• _Input for this task_
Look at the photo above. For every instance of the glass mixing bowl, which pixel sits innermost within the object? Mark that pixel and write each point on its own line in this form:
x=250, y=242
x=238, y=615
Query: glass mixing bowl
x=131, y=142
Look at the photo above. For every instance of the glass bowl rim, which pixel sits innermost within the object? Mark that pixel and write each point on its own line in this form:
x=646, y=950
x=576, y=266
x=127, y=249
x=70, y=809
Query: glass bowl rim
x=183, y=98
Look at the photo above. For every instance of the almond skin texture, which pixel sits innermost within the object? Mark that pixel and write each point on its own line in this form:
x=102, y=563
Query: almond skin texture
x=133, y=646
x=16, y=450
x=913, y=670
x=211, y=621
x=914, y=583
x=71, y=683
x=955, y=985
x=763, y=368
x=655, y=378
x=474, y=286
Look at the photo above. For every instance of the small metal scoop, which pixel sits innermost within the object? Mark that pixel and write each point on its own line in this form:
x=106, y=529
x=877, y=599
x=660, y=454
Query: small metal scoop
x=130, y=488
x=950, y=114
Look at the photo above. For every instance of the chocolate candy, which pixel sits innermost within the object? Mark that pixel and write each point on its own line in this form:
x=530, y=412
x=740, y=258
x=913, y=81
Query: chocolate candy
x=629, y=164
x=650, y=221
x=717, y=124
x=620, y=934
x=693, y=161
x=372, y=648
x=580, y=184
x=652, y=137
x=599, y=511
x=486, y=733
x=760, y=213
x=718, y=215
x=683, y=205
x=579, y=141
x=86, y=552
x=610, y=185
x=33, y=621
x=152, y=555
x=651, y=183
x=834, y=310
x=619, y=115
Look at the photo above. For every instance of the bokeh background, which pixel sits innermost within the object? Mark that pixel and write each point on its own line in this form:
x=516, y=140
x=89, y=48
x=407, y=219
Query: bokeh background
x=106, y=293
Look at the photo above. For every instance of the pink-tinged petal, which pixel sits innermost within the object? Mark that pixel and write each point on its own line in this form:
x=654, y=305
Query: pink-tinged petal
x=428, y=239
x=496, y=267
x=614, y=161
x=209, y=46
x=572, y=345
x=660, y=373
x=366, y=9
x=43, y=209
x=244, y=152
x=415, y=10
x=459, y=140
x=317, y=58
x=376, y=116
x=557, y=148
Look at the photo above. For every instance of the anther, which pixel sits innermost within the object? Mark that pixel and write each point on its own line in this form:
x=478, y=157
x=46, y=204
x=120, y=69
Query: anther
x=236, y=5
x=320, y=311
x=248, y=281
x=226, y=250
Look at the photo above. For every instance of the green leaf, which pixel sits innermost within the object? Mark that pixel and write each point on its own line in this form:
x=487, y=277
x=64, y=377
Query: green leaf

• _What you need to do_
Return every line of the listing above verbatim, from its first line through its last, with no changes.

• _Answer for the task_
Look at the photo above. For every instance of the glass mixing bowl, which pixel sits innermost within the object? Mark that pixel and write each point on its own line in this form:
x=250, y=242
x=238, y=615
Query: glass mixing bowl
x=131, y=142
Look at the photo above. For every instance of the glass bowl rim, which pixel sits innermost within the object? Mark that pixel and write each point on its own line in this form:
x=646, y=950
x=576, y=266
x=127, y=249
x=70, y=809
Query: glass bowl rim
x=183, y=98
Look at the photo above. For every instance of the almond skin texture, which pixel sits innermost within the object? Mark that pixel and write each point on its own line in this form:
x=102, y=563
Query: almond skin texture
x=133, y=646
x=16, y=450
x=913, y=670
x=211, y=621
x=914, y=583
x=71, y=683
x=955, y=985
x=763, y=368
x=655, y=378
x=474, y=286
Look at the photo above. For every instance of the small metal scoop, which pixel sits innermost within the object? Mark that pixel and write each point on its own line in this form:
x=106, y=529
x=877, y=599
x=660, y=454
Query: small metal scoop
x=130, y=488
x=950, y=114
Look at the photo above. For every instance of the chocolate candy, which pixel sits innermost within the object? Mark that pixel and write each point on its own line in this form:
x=530, y=412
x=740, y=258
x=913, y=81
Query: chocolate candy
x=629, y=164
x=650, y=221
x=717, y=124
x=620, y=934
x=693, y=161
x=372, y=648
x=580, y=184
x=652, y=137
x=599, y=511
x=486, y=733
x=760, y=213
x=718, y=215
x=683, y=205
x=579, y=141
x=86, y=552
x=610, y=185
x=33, y=621
x=152, y=555
x=651, y=183
x=834, y=310
x=619, y=115
Look at the photo above. For every instance of the bokeh background, which pixel sits innermost within the object? Mark that pixel and write each point on its own line in this form:
x=516, y=140
x=89, y=48
x=407, y=219
Query: bokeh background
x=106, y=293
Look at the photo above. For every instance of the pink-tinged petal, which pixel sits innermost within the object? Mark that pixel and write each point on its own line in this form:
x=654, y=305
Query: pink-tinged petal
x=428, y=239
x=496, y=267
x=614, y=161
x=209, y=46
x=572, y=345
x=660, y=373
x=366, y=9
x=43, y=209
x=244, y=152
x=415, y=10
x=459, y=140
x=317, y=58
x=376, y=116
x=557, y=148
Look at the photo above. For every instance of the anther, which pixel sits innermost within the object? Mark that pixel and write each point on its own line in this form:
x=478, y=157
x=46, y=204
x=120, y=69
Query: anther
x=236, y=5
x=320, y=311
x=248, y=281
x=226, y=250
Look at the photo above. For every instance of the green leaf, which pixel sits innermost within the object? Mark that pixel and write each point on its own line in this form:
x=487, y=277
x=64, y=377
Query: green leaf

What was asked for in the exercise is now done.